● **Auszug**

>>

Sagen wir: ich habe Sie einmal gesehen und fand interessant, was Sie machen oder Sie haben Zugang zu etwas, das mich interessiert. Sagen wir: Sie arbeiten in einem großen deutschen Unternehmen und ich möchte Zugang zu diesem Netzwerk erlangen. Ich kann Ihren Benutzernamen auf einer Webseite, auf einem Formular, irgendwo, herausfinden. Ich kann Ihren echten Namen herausfinden. Ich kann Beziehungen zu Ihren Freunden verfolgen und ich kann etwas bilden, dass man als Fingerabdruck bezeichnet. Das heißt eine Netzwerkaktivität, die einzigartig für Sie ist. Das heißt, egal wohin Sie auf der Welt gehen, egal wo Sie versuchen Ihre Onlinepräsenz, Ihre Identität zu verbergen, kann die NSA Sie finden. Und jeder, der berechtigt ist dieses Instrument zu benutzen oder mit dem die NSA ihre Software teilt, kann das Selbe tun. Deutschland ist eines der Länder das Zugang zu X-Keyscore hat.

<<

● **Aufgabe 1**
Gib den Auszug über die Überwachung durch die NSA Wort für Wort vollständig wieder.

● **Datensätze**
>>

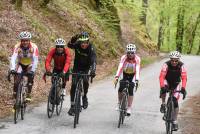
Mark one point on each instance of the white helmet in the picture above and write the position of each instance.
(60, 42)
(131, 48)
(25, 35)
(175, 55)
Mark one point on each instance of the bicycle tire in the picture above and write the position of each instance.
(122, 108)
(17, 105)
(22, 106)
(50, 104)
(169, 129)
(77, 105)
(59, 106)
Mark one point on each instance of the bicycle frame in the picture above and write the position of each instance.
(170, 112)
(123, 103)
(20, 103)
(55, 93)
(78, 95)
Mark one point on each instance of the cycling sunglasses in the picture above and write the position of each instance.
(174, 61)
(130, 53)
(59, 46)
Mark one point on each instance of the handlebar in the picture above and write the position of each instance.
(81, 74)
(16, 73)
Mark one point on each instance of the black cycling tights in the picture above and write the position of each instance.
(73, 87)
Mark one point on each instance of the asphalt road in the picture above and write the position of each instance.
(101, 117)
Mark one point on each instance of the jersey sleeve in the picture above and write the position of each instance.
(14, 58)
(163, 73)
(183, 76)
(67, 60)
(120, 66)
(35, 58)
(137, 73)
(48, 60)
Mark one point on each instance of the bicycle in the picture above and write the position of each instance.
(20, 102)
(124, 102)
(78, 95)
(55, 97)
(168, 115)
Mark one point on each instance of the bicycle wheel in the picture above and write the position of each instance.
(23, 105)
(59, 99)
(77, 107)
(122, 110)
(50, 104)
(168, 122)
(17, 105)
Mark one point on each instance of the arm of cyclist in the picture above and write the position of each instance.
(137, 71)
(35, 59)
(72, 43)
(119, 69)
(14, 58)
(184, 81)
(163, 73)
(67, 61)
(93, 62)
(48, 60)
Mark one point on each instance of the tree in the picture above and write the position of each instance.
(198, 52)
(98, 3)
(161, 26)
(18, 4)
(44, 3)
(180, 27)
(144, 11)
(193, 33)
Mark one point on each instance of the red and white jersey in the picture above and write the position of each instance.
(27, 57)
(168, 75)
(129, 66)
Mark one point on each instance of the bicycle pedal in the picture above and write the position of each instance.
(13, 110)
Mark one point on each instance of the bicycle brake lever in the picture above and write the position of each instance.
(91, 80)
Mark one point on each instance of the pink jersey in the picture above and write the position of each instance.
(129, 66)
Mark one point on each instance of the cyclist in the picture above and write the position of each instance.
(24, 58)
(172, 73)
(85, 60)
(62, 60)
(129, 66)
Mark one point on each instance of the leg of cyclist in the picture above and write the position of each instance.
(85, 87)
(72, 94)
(130, 98)
(64, 79)
(30, 82)
(121, 87)
(176, 108)
(163, 97)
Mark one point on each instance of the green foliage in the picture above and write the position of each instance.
(169, 10)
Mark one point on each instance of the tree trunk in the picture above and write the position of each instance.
(18, 4)
(97, 4)
(168, 32)
(180, 28)
(144, 11)
(198, 52)
(44, 3)
(193, 33)
(161, 26)
(13, 1)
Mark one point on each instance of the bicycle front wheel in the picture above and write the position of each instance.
(59, 105)
(168, 123)
(122, 111)
(50, 104)
(77, 107)
(17, 105)
(23, 105)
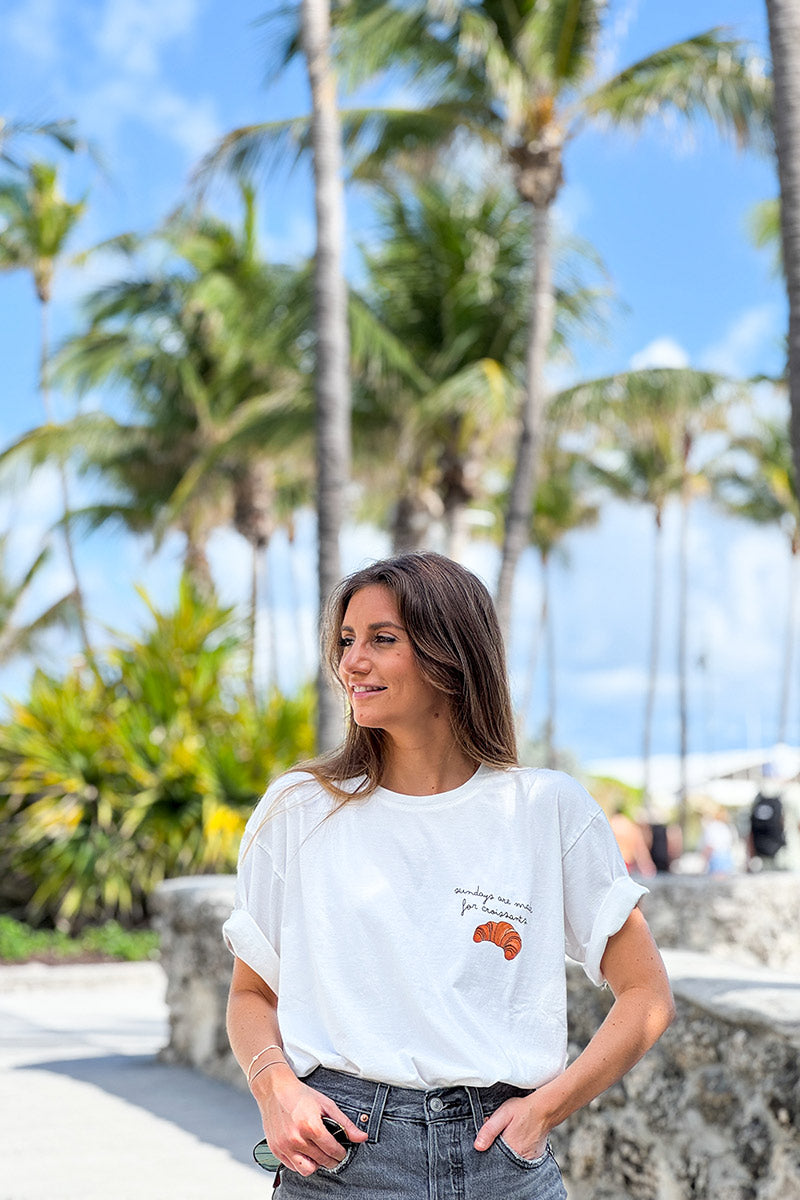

<<

● **Aufgabe 2**
Schreib die Zeilen der Datensätze ab der Zeile mit „Mark one point on each instance of the bicycle front“ bis zum Ende der Datensätze (beide eingeschlossen) noch einmal ab, samt der Aufforderungen, und addiere dabei 98 zu jeder Koordinate in den Antworten. Lass die Bilder weg.

● **Vollständige Antwort 1**
Sagen wir: ich habe Sie einmal gesehen und fand interessant, was Sie machen oder Sie haben Zugang zu etwas, das mich interessiert. Sagen wir: Sie arbeiten in einem großen deutschen Unternehmen und ich möchte Zugang zu diesem Netzwerk erlangen. Ich kann Ihren Benutzernamen auf einer Webseite, auf einem Formular, irgendwo, herausfinden. Ich kann Ihren echten Namen herausfinden. Ich kann Beziehungen zu Ihren Freunden verfolgen und ich kann etwas bilden, dass man als Fingerabdruck bezeichnet. Das heißt eine Netzwerkaktivität, die einzigartig für Sie ist. Das heißt, egal wohin Sie auf der Welt gehen, egal wo Sie versuchen Ihre Onlinepräsenz, Ihre Identität zu verbergen, kann die NSA Sie finden. Und jeder, der berechtigt ist dieses Instrument zu benutzen oder mit dem die NSA ihre Software teilt, kann das Selbe tun. Deutschland ist eines der Länder das Zugang zu X-Keyscore hat.

● **Vollständige Antwort 2**
Mark one point on each instance of the bicycle front wheel in the picture above and write the position of each instance.
(157, 203)
(266, 221)
(220, 209)
(148, 202)
(175, 205)
(115, 203)
(121, 203)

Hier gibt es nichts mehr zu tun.